> [Problem description]:
Run through the data and copy out every line that mentions the word "facade".

Point-per-instance localization data
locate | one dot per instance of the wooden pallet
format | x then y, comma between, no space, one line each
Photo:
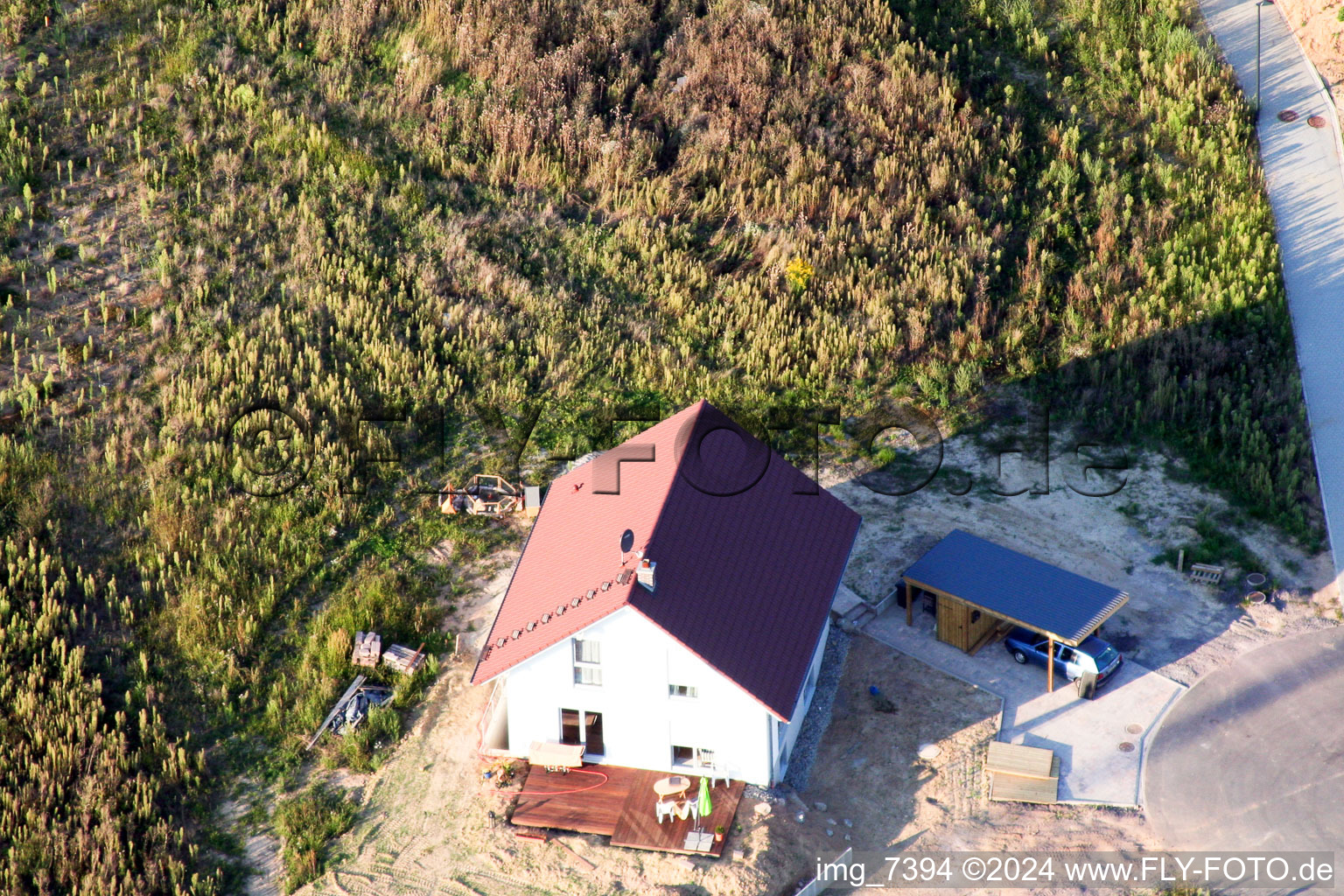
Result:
1206,572
1020,788
403,659
368,649
1022,774
1016,760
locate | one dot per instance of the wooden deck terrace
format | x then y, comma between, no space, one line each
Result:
620,808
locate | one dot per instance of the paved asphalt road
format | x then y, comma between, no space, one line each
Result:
1306,185
1253,755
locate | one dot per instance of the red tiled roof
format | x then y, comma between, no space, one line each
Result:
749,555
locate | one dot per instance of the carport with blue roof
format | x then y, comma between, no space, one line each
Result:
978,586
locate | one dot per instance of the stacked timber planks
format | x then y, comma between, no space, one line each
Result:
1022,774
368,649
403,659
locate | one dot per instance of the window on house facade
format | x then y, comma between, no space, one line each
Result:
588,662
582,728
692,757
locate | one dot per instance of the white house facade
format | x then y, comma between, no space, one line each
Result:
671,607
636,697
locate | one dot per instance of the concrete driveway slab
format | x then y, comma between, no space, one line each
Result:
1088,735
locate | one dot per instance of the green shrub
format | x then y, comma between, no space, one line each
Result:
306,822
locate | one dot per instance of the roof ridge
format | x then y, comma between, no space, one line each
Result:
495,640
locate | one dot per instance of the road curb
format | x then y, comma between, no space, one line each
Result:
1320,88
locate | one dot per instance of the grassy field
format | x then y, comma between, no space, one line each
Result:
252,248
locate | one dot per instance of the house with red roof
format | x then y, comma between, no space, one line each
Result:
671,606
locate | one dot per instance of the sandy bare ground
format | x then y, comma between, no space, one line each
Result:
1171,625
426,822
1319,29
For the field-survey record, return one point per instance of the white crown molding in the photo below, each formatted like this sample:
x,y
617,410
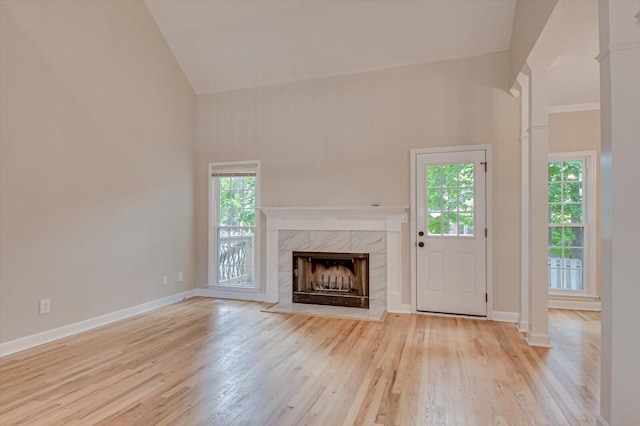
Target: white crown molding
x,y
616,47
502,316
591,106
600,421
27,342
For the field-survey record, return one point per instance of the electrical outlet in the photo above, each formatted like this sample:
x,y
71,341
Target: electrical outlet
x,y
45,306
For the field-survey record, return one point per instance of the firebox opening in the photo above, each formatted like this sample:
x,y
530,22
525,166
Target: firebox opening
x,y
338,279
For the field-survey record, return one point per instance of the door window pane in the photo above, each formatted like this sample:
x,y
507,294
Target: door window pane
x,y
450,199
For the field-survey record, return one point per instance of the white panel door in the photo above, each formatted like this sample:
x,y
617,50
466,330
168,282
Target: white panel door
x,y
451,222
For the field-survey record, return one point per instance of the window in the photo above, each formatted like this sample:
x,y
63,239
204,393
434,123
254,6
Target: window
x,y
570,218
450,195
233,225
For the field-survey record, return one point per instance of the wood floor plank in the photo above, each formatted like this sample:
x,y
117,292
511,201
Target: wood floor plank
x,y
213,362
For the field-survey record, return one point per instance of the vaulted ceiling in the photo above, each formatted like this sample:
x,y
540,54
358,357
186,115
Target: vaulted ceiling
x,y
226,45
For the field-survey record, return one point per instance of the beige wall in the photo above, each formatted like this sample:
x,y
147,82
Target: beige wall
x,y
529,20
579,131
346,140
97,124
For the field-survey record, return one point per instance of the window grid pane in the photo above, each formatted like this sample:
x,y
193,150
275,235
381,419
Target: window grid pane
x,y
235,230
450,199
566,225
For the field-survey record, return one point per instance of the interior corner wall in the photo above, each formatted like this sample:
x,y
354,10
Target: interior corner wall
x,y
96,143
579,131
529,20
346,140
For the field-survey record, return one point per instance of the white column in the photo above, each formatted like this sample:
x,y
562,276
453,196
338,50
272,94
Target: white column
x,y
620,112
538,330
523,321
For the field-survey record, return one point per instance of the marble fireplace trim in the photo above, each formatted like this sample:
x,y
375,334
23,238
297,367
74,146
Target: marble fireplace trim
x,y
374,230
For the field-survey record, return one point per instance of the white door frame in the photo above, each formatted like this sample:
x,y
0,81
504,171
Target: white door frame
x,y
489,220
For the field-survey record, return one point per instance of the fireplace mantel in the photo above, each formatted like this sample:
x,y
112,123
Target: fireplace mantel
x,y
339,218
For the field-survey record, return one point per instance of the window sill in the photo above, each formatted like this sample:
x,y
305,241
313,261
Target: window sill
x,y
578,302
247,288
573,295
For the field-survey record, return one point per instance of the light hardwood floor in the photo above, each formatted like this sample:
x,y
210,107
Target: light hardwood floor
x,y
207,361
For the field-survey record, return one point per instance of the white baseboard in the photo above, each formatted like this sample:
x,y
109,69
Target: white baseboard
x,y
574,107
231,294
600,421
523,326
27,342
502,316
539,340
577,305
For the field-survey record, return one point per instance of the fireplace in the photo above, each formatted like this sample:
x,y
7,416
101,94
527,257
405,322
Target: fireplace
x,y
338,279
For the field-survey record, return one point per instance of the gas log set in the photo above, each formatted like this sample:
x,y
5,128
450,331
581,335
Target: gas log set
x,y
338,279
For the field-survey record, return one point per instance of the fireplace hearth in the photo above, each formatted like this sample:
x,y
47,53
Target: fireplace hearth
x,y
337,279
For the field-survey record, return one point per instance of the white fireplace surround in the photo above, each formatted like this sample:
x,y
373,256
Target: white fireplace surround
x,y
388,219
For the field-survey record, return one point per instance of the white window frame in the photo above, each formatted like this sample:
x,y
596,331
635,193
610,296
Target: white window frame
x,y
589,185
212,258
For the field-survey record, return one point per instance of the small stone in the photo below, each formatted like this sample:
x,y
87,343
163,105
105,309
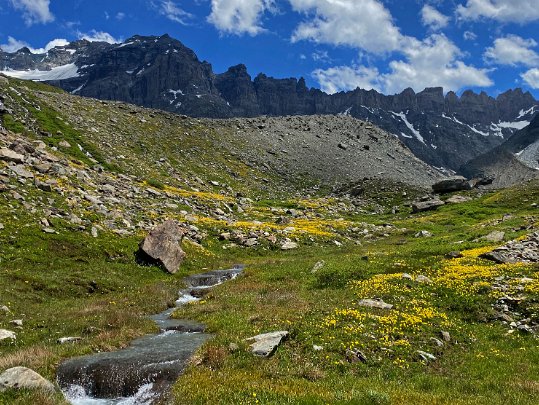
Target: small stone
x,y
70,339
289,245
495,236
426,356
9,155
7,334
423,234
317,266
446,336
375,304
355,356
454,255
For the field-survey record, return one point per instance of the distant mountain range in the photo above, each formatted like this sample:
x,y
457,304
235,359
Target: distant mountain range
x,y
445,131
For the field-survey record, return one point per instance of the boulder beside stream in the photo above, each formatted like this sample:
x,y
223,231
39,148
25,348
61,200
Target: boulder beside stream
x,y
162,247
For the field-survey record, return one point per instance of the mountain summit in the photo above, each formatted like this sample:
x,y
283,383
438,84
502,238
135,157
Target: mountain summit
x,y
445,131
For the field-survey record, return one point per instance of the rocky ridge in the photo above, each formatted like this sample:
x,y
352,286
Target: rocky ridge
x,y
160,72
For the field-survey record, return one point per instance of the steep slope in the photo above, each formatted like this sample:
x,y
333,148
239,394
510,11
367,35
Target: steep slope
x,y
514,161
264,154
160,72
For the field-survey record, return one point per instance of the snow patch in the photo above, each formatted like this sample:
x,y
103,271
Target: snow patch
x,y
57,73
531,111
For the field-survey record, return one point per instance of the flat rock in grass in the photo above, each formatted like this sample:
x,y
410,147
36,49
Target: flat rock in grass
x,y
24,378
458,199
429,205
375,304
289,246
426,356
162,247
69,339
451,184
265,345
7,334
495,236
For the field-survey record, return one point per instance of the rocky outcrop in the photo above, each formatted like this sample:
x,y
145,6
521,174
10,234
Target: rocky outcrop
x,y
162,247
451,184
525,251
160,72
514,161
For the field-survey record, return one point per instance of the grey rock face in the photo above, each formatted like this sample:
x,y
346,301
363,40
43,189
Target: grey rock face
x,y
160,72
162,246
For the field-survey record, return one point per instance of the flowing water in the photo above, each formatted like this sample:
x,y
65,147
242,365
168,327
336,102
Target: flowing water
x,y
140,373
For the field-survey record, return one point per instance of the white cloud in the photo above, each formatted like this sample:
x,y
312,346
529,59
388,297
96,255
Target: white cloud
x,y
342,78
518,11
172,11
469,36
364,24
512,50
14,45
239,16
430,63
98,36
531,77
433,19
34,11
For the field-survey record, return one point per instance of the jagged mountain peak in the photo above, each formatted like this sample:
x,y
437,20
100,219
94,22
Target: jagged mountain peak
x,y
161,72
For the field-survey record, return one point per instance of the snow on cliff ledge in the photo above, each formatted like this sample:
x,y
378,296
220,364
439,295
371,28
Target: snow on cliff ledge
x,y
56,73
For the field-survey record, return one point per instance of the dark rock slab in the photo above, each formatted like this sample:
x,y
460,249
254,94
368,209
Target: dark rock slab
x,y
451,184
162,247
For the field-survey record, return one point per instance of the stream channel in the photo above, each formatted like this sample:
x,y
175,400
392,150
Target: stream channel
x,y
142,372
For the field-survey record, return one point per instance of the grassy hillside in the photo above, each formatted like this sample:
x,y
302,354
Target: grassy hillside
x,y
67,266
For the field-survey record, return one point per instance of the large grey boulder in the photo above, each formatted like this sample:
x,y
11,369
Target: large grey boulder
x,y
265,344
455,183
429,205
24,378
162,247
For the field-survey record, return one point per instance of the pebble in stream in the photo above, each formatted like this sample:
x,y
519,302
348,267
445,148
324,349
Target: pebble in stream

> [Output]:
locate | one dot per instance of the window on house facade
locate | one dot per instance of the white house facade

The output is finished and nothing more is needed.